### [Instrucciones]
**1.** Reproduzca sin alteraciones el pasaje del fragmento del documento comprendido entre "He tenido trabajos" y "empleo o en otro.", ambos incluidos.
**2.** Traduzca al inglés esta oración del fragmento del documento: "Al llegar a la escuela de cine pasé de ser el «amigo rico» entre mis amigos de Vigo, que son todos de clase obrera, a ser uno de los chavales con menos capital de todo el centro escolar."

### [Fragmento del documento]

He tenido trabajos de mierda, tanto en la industria cultural, como en restauración o en supermercados, pero siempre he sido consciente de mi clase. Pertenezco a la pequeña burguesía, trabaje donde trabaje. Podré estar explotado como el resto, podré tener dos euros en la cuenta como este diciembre, pero sé que mi familia pertenece a la pequeña burguesía y ese es un privilegio que puedo perder, pero porque colapse las empresas de mi padre, no porque yo esté en un empleo o en otro.

Al llegar a la escuela de cine pasé de ser el «amigo rico» entre mis amigos de Vigo, que son todos de clase obrera, a ser uno de los chavales con menos capital de todo el centro escolar. Pese a eso, yo era consciente de que vivía una situación de privilegio, aunque fuese por pertenecer a una familia con pequeñas empresas locales. Siempre comenté mi condición de hijo de la pequeña burguesía como contradicción inherente a quien soy, tal vez porque, al llevarme principalmente con gente obrera y haber militado en varias organizaciones, era plenamente consciente de ello. La mayor parte se quejaban de esta situación de precariedad, que ellos eran la clase obrera de la escuela, porque en el mundo de la cultura el burgués siempre es el otro. Luego salía la verdad: las familias tenían empresas de construcción, bufetes de abogados, propietarios de una casa de arquitectura, o eran funcionarios, pero sobre todo tenían varios pisos de alquiler que habían heredado, (pero eso, decían, «no hacía una fortuna»). No eran los millonarios de la escuela, pero se les notaba el haber ido siempre a un colegio privado en el centro de grandes ciudades, donde siempre fueron de los que menos dinero habían tenido, una burbuja de privilegio ajena a la realidad.

### [Datos del listado]
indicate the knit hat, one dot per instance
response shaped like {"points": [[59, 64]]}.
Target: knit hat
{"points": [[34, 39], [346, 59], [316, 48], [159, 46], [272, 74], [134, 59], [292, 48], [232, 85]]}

### [Respuestas por tarea]
**1.**
He tenido trabajos de mierda, tanto en la industria cultural, como en restauración o en supermercados, pero siempre he sido consciente de mi clase. Pertenezco a la pequeña burguesía, trabaje donde trabaje. Podré estar explotado como el resto, podré tener dos euros en la cuenta como este diciembre, pero sé que mi familia pertenece a la pequeña burguesía y ese es un privilegio que puedo perder, pero porque colapse las empresas de mi padre, no porque yo esté en un empleo o en otro.

**2.** On arriving at film school, I went from being the "rich friend" among my friends from Vigo, who are all working class, to being one of the kids with the least capital in the whole school.